(Dataset rows on where objects are located)

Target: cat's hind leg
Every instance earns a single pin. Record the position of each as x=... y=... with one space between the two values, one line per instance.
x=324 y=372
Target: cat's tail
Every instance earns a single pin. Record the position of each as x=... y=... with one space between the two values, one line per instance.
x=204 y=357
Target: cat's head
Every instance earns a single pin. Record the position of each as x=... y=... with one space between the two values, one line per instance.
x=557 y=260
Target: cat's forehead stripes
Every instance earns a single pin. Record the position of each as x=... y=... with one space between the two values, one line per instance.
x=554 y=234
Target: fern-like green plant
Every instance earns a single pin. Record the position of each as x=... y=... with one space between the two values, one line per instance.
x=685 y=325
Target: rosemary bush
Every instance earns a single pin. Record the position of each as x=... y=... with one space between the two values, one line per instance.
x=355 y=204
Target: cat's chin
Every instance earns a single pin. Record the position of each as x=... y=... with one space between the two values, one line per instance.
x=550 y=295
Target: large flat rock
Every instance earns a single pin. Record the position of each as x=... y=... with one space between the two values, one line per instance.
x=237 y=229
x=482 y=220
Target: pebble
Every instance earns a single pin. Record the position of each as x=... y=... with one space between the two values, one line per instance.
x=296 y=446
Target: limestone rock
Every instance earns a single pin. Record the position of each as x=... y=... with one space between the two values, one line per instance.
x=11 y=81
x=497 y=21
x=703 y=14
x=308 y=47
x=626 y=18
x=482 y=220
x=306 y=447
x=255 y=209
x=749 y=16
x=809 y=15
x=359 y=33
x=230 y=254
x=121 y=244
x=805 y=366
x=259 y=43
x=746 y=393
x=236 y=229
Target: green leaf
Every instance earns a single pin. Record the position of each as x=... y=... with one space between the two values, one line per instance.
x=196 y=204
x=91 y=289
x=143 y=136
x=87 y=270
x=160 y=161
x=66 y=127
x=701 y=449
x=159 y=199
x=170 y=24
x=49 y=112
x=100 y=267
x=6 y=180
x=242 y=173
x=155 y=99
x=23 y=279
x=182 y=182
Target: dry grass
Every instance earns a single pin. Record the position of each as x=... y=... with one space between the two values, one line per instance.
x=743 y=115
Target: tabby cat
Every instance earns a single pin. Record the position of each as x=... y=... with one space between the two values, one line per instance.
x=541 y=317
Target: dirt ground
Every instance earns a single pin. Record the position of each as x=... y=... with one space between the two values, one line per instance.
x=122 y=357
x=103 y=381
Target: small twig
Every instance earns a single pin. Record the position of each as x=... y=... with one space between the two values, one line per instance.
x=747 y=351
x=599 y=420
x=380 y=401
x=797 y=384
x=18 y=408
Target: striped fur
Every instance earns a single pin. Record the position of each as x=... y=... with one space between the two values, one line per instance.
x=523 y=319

The request:
Reproduce every line of the data from the line with "Target: large flat rock" to the line with "x=296 y=446", both included, keeping all text unchanged except that each x and y coordinate value is multiplied by 1.05 and rounded to the nearest whole number, with halves rounded up.

Response:
Target: large flat rock
Every instance earns a single pin. Record the position of each as x=... y=... with one space between the two values, one line per instance.
x=249 y=240
x=506 y=231
Target: pebble
Every instance earns a single pin. Record the position of each as x=... y=... with one space between the two values, one line per instance.
x=311 y=468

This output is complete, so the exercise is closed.